Identify each line in the items below that contains the string "truck", and copy those lines. Matching is case-sensitive.

## Data provided

--- start ---

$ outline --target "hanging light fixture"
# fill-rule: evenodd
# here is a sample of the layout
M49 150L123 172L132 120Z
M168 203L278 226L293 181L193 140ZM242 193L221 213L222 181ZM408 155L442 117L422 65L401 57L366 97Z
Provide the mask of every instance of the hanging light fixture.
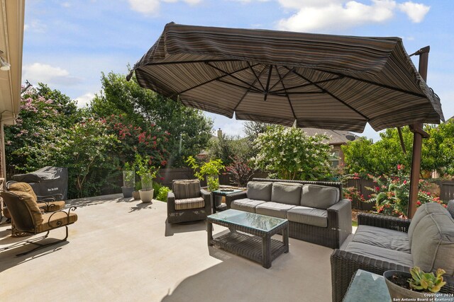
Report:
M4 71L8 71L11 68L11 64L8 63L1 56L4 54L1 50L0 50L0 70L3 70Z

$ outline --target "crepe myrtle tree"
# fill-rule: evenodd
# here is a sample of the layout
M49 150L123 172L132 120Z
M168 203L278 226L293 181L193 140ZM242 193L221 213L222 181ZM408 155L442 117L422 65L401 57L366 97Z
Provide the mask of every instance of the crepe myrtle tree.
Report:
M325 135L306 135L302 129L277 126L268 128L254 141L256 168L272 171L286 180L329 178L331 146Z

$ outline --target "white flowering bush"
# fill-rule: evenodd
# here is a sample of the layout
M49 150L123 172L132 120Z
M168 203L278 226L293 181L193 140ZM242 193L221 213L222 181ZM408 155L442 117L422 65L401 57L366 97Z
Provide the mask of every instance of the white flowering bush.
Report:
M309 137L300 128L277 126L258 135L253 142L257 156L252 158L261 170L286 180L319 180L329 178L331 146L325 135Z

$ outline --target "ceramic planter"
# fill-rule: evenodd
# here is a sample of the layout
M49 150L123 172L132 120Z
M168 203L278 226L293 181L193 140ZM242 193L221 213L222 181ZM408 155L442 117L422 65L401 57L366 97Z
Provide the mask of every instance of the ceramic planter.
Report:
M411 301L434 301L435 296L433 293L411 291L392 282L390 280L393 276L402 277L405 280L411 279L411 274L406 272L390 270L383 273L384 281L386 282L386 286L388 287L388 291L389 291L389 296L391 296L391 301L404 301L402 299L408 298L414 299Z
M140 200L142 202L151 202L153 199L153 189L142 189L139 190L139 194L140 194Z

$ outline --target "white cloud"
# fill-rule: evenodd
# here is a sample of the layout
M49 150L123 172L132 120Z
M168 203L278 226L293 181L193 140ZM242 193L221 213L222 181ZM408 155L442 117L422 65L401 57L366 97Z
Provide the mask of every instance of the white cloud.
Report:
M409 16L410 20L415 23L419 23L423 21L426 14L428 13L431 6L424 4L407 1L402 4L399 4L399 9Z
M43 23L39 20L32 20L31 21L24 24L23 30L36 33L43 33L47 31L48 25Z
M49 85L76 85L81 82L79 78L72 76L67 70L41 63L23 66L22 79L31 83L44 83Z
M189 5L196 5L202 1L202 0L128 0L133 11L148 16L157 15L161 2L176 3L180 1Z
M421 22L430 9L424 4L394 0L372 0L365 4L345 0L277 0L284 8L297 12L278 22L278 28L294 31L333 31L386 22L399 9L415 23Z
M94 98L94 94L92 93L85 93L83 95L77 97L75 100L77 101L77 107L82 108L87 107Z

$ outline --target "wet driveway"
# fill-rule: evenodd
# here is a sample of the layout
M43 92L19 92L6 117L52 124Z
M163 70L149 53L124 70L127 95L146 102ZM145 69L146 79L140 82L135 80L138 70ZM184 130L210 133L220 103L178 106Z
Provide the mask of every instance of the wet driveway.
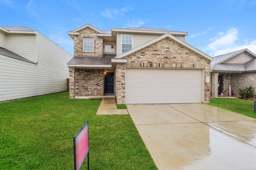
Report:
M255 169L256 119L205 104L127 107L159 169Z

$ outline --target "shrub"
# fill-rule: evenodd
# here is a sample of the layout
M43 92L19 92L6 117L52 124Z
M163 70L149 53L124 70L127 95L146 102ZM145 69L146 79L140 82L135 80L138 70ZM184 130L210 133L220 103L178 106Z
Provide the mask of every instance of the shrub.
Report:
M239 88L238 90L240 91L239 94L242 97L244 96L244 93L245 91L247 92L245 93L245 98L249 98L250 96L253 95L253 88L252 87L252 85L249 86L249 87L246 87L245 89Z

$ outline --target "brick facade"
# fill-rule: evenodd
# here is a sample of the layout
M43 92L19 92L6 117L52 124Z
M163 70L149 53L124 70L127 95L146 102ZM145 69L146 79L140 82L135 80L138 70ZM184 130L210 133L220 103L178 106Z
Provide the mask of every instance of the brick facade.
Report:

--- end ---
--- start ---

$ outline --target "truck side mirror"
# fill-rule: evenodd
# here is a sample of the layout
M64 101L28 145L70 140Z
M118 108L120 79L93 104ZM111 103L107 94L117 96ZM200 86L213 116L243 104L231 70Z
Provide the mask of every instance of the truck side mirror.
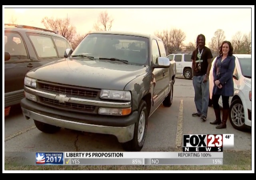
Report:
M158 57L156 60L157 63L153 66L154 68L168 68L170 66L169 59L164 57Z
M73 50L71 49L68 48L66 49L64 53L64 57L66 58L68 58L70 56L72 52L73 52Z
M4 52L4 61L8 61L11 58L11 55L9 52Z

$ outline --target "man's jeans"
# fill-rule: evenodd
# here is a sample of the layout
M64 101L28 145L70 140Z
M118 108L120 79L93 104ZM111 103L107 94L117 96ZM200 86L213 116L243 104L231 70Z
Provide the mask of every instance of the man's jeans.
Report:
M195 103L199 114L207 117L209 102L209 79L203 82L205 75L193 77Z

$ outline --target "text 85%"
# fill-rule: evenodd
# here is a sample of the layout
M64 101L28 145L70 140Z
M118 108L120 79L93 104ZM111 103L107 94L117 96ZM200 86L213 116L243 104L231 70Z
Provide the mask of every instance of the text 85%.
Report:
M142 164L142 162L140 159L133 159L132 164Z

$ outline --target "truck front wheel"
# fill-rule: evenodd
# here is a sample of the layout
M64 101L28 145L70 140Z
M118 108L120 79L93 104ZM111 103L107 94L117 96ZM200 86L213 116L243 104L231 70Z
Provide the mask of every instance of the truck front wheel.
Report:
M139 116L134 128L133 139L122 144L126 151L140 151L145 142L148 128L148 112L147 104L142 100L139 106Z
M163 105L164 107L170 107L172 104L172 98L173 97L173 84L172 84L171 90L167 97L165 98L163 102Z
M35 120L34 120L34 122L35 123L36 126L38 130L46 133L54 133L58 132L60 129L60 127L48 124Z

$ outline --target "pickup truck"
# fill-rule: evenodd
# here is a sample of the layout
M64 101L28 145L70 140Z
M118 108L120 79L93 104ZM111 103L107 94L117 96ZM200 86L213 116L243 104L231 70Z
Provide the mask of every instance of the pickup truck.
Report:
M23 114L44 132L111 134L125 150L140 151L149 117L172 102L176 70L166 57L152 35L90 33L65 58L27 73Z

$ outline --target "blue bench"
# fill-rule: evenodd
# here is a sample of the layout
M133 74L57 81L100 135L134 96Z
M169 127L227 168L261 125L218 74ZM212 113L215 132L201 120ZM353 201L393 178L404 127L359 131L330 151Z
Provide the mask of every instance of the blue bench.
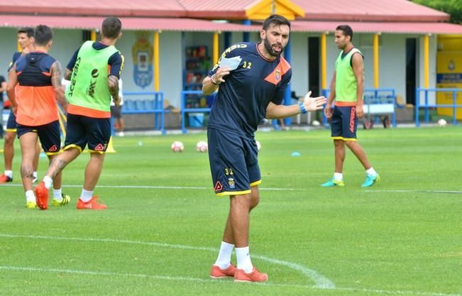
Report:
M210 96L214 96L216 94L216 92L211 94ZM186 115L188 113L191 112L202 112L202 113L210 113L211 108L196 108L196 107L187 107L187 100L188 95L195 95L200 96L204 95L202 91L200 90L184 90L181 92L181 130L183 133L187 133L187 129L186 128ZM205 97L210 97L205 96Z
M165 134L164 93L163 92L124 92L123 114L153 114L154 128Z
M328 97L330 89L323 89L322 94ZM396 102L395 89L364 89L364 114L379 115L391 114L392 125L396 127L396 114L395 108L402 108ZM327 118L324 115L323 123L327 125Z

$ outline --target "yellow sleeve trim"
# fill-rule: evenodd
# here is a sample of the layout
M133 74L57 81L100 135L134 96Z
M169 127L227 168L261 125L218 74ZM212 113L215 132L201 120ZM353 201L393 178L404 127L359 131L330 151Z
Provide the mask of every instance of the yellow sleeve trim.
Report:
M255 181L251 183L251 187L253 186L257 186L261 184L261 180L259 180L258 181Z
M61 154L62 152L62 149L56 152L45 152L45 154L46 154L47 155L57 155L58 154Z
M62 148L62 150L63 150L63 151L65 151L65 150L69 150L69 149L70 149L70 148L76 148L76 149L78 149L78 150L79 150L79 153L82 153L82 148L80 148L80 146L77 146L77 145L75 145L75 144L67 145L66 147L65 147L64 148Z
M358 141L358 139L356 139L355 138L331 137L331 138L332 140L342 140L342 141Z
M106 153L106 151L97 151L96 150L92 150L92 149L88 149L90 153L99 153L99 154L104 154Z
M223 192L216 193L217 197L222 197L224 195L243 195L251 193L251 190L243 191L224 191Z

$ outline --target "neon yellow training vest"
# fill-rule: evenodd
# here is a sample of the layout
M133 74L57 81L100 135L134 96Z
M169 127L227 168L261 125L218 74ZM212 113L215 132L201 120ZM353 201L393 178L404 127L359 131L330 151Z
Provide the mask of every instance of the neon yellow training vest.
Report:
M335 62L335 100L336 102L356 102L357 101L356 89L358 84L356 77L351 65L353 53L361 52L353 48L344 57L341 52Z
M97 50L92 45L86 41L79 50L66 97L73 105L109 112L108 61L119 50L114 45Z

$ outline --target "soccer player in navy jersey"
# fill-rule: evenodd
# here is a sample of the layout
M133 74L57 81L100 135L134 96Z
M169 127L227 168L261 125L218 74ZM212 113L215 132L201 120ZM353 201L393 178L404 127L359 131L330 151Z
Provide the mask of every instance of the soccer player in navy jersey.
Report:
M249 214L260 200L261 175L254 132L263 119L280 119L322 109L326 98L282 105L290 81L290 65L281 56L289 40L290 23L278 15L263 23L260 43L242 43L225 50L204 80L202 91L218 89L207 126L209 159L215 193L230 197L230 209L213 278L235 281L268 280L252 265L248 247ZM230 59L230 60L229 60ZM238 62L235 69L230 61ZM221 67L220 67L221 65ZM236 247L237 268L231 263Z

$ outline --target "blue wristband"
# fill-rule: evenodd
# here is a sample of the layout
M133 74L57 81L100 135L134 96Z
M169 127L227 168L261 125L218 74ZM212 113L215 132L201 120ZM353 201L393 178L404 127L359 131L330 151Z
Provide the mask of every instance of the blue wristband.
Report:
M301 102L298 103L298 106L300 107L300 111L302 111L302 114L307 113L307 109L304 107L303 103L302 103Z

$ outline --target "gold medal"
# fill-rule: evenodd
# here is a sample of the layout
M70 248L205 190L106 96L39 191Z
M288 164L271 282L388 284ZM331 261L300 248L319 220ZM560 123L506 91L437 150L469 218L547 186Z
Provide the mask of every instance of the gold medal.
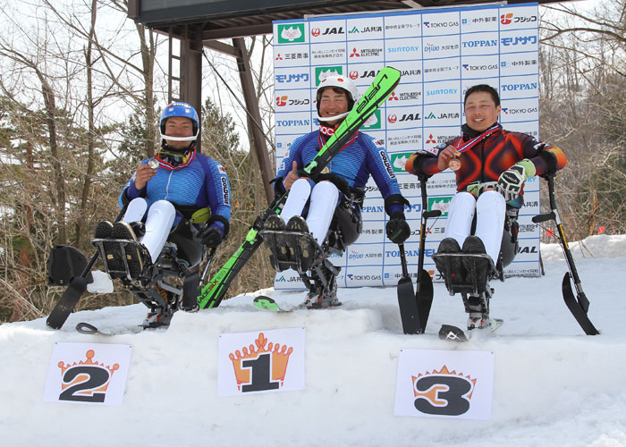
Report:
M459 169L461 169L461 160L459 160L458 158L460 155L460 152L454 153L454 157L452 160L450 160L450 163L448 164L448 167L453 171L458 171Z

--- end ---

## Response to the exercise
$ outline --target "truck side mirror"
Provide the mask of every instance of the truck side mirror.
$ outline --target "truck front wheel"
Provide the mask of every instance of the truck front wheel.
$ outline --target "pickup truck"
Provide the mask of every instance of the pickup truck.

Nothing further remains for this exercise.